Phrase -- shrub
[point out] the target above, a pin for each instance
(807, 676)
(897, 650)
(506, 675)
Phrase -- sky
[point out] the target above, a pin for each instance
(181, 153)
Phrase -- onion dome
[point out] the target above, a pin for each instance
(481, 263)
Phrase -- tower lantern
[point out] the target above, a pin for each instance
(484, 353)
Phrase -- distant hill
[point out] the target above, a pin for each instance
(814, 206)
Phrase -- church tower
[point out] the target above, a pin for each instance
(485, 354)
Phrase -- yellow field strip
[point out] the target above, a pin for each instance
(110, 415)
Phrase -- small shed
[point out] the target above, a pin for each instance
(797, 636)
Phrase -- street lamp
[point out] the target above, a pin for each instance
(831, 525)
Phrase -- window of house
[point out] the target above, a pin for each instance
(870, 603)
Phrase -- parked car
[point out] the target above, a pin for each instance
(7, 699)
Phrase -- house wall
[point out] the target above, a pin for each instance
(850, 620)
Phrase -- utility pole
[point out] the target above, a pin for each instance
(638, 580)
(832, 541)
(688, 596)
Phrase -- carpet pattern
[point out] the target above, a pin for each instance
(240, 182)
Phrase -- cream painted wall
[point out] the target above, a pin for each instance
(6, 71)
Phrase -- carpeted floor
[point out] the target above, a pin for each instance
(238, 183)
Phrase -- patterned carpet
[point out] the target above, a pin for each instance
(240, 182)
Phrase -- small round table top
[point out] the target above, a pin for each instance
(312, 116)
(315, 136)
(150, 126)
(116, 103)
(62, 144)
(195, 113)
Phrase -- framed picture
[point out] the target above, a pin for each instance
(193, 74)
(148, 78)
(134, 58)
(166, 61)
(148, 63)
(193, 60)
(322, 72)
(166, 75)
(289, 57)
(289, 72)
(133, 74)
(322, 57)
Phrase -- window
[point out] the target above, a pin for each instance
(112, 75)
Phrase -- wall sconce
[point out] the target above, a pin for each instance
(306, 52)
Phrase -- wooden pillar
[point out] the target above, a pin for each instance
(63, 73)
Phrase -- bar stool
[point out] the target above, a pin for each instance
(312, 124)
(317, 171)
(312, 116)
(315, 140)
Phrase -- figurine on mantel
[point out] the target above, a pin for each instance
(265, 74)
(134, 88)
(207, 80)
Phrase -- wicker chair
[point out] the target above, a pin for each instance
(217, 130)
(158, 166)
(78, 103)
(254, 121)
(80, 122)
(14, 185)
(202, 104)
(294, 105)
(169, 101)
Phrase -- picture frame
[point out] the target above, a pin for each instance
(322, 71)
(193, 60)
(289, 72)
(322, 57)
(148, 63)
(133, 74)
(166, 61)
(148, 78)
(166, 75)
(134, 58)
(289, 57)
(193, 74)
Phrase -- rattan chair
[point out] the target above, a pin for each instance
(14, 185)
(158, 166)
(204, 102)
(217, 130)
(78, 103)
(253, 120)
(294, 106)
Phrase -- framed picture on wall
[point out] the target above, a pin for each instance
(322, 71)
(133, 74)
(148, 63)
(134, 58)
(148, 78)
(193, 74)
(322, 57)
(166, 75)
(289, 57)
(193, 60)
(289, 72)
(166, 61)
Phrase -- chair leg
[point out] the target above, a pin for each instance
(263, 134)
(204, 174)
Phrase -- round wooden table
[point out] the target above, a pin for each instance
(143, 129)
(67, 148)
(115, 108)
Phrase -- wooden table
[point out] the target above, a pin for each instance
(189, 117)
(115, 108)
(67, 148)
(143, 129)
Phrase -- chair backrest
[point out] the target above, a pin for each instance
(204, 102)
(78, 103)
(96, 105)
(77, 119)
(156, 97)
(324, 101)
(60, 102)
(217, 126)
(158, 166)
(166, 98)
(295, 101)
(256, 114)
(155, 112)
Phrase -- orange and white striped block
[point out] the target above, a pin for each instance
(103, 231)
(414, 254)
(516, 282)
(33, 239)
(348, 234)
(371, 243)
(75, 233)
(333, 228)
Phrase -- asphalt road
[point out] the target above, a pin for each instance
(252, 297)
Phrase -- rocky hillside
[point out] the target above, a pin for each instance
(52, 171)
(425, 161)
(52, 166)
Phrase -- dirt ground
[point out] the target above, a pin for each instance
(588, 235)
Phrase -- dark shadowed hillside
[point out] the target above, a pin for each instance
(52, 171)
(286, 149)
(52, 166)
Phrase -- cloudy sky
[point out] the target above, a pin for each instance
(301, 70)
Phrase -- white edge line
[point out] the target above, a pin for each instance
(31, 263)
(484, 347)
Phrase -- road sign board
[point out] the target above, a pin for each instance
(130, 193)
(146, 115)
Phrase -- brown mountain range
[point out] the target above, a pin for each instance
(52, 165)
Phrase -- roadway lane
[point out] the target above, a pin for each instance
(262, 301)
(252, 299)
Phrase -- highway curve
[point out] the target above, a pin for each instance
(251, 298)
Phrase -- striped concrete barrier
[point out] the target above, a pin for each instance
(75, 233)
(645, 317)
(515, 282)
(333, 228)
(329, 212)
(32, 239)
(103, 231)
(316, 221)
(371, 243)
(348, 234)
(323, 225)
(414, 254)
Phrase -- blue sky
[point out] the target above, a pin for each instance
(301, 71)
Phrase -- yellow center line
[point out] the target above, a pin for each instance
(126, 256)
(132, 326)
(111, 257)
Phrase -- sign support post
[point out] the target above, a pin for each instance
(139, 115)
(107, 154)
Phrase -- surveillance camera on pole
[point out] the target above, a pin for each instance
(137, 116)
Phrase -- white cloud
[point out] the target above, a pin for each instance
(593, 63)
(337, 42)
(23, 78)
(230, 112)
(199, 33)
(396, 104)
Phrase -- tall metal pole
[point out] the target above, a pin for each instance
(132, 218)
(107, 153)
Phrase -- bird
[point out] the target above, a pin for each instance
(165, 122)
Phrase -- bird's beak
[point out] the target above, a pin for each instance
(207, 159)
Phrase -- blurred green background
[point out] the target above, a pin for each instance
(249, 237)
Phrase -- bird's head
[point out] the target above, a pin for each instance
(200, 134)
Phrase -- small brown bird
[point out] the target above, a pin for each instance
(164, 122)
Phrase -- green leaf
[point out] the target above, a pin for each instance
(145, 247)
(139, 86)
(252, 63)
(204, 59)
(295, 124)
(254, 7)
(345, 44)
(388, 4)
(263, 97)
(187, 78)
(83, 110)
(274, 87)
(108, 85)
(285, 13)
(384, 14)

**Short exercise**
Each line of the listing should be copied exactly.

**Expected output**
Phrase -- shrub
[point out] the target above, a pin for each instance
(807, 676)
(897, 650)
(506, 675)
Phrase -- sky
[point out] the target above, a pin for each instance
(181, 153)
Phrase -- onion dome
[point out] the target above, a pin for each instance
(481, 263)
Phrase -- tower lantern
[point out] the target above, a pin for each instance
(484, 353)
Phrase -- distant hill
[point out] the target above, a pin for each instance
(814, 206)
Phrase -- church tower
[point out] the target above, a pin for each instance
(485, 354)
Phrase -- yellow field strip
[point out] the target above, a pin for each instance
(110, 415)
Phrase -- small shed
[point out] the target above, a pin for each instance
(797, 636)
Phrase -- street lamp
[point out] the target above, a pin for each instance
(831, 525)
Phrase -- window of house
[point out] the target above, a pin for each instance
(870, 603)
Phrase -- parked car
[point out] the target above, a pin for each instance
(7, 699)
Phrase -- house wall
[point out] the target above, a pin for each instance
(850, 620)
Phrase -- utility pole
[point out] the target above, a pin for each instance
(638, 580)
(832, 541)
(688, 596)
Phrase -- carpet pattern
[point out] the target above, a pin for each instance
(240, 182)
Phrase -- cream painted wall
[point out] the target above, a pin for each instance
(6, 71)
Phrase -- carpeted floor
[point out] the target above, a pin for each instance
(238, 183)
Phrase -- patterned carpet
[point out] the target above, a pin for each instance
(240, 182)
Phrase -- small round table top
[point out] the target above, a pin for each instance
(312, 116)
(315, 136)
(150, 126)
(116, 103)
(62, 144)
(195, 113)
Phrase -- framed picture
[point out] the target above, a pin for each instance
(193, 74)
(148, 78)
(134, 58)
(166, 61)
(148, 63)
(193, 60)
(322, 72)
(166, 75)
(289, 57)
(289, 72)
(133, 74)
(322, 57)
Phrase -- window
[point out] the target above, a pin for each instance
(112, 75)
Phrase -- wall sconce
[point out] the target above, a pin for each instance
(306, 52)
Phrase -- wooden pillar
[point out] the target above, a pin for each instance
(63, 73)
Phrase -- bar stool
[point out] the target above, a pin for each instance
(312, 124)
(317, 171)
(312, 116)
(315, 140)
Phrase -- figurine on mantel
[point out] the target above, a pin for each instance
(265, 74)
(134, 88)
(207, 80)
Phrase -- wicker chair
[point out] the target above, a pin for each instance
(217, 130)
(158, 166)
(78, 103)
(254, 121)
(80, 122)
(14, 185)
(202, 104)
(294, 105)
(169, 101)
Phrase -- picture frame
[point out] the target above, a pin for each instance
(322, 71)
(193, 60)
(289, 72)
(322, 57)
(148, 63)
(133, 74)
(166, 61)
(148, 78)
(166, 75)
(134, 58)
(289, 57)
(193, 74)
Phrase -- rattan chair
[point out] the target above, a pin for each instance
(14, 185)
(158, 166)
(204, 102)
(217, 130)
(78, 103)
(253, 120)
(294, 106)
Phrase -- framed picture on wall
[point out] the target above, a pin for each instance
(322, 71)
(133, 74)
(148, 63)
(134, 58)
(148, 78)
(193, 74)
(322, 57)
(166, 75)
(289, 57)
(193, 60)
(289, 72)
(166, 61)
Phrase -- chair leg
[point out] the target above, a pin for each instance
(263, 134)
(204, 174)
Phrase -- round wooden table
[point out] the target above, a pin for each instance
(143, 129)
(67, 148)
(115, 108)
Phrase -- wooden table
[point out] the target above, a pin for each instance
(189, 117)
(115, 108)
(67, 148)
(143, 129)
Phrase -- chair backrest
[point out] the target above, a pin for each instance
(204, 102)
(78, 103)
(96, 105)
(77, 119)
(156, 97)
(324, 101)
(60, 102)
(217, 126)
(158, 166)
(166, 98)
(295, 101)
(256, 114)
(155, 112)
Phrase -- orange and white striped block
[point out] the target above, a pin for each instance
(103, 231)
(414, 254)
(516, 282)
(33, 239)
(348, 234)
(371, 243)
(75, 233)
(333, 228)
Phrase -- asphalt road
[point out] the target above, a pin for each instance
(252, 297)
Phrase -- rocky hillside
[point out] the target above, a pin for each instance
(52, 171)
(425, 161)
(52, 166)
Phrase -- dirt ground
[point out] the target above, a pin for each instance
(588, 235)
Phrase -- dark shadowed hillside
[point out] the target above, a pin for each instance
(52, 171)
(286, 149)
(52, 166)
Phrase -- cloudy sky
[point out] the target above, a pin for each instance
(301, 70)
Phrase -- white edge line
[point out] the target above, a pin for each instance
(31, 263)
(484, 347)
Phrase -- road sign board
[point out] the target above, a pin for each instance
(130, 193)
(146, 115)
Phrase -- brown mountain range
[point out] the target above, a pin for each instance
(52, 165)
Phrase -- roadway lane
[point out] the target above, a pin for each instance
(262, 301)
(252, 299)
Phrase -- highway curve
[point out] the target above, a pin for each instance
(251, 298)
Phrase -- striped concrete barrier
[point out] the target above, a pin for each instance
(75, 233)
(645, 317)
(515, 282)
(333, 228)
(329, 212)
(32, 239)
(103, 231)
(316, 221)
(371, 243)
(348, 234)
(323, 225)
(414, 254)
Phrase -- blue sky
[point out] the target above, a pin for each instance
(301, 71)
Phrase -- yellow center line
[point out] the target above, a pin for each instance
(126, 256)
(132, 326)
(111, 257)
Phrase -- sign support post
[point out] the target above, a pin for each instance
(139, 115)
(107, 154)
Phrase -- surveillance camera on pole
[point out] the target above, a pin for each instance
(137, 116)
Phrase -- white cloud
[point out] the target above, a pin for each instance
(593, 63)
(337, 42)
(23, 78)
(230, 112)
(199, 33)
(396, 104)
Phrase -- tall metal pole
[point out] the target above, a pin for each instance
(132, 218)
(107, 153)
Phrase -- bird
[point out] the target above, a pin for each instance
(165, 122)
Phrase -- bird's beak
[point out] the target above, a pin for each instance
(207, 159)
Phrase -- blurred green background
[point out] the target above, a pin for each instance
(249, 237)
Phrase -- bird's head
[point out] the target above, a pin for each instance
(200, 134)
Phrase -- small brown bird
[point out] the target above, a pin for each instance
(164, 122)
Phrase -- green leaf
[point out] the target above, a pin for each instance
(145, 247)
(139, 86)
(252, 63)
(204, 59)
(295, 124)
(254, 7)
(345, 44)
(388, 4)
(263, 97)
(187, 78)
(83, 110)
(274, 87)
(108, 85)
(285, 13)
(384, 14)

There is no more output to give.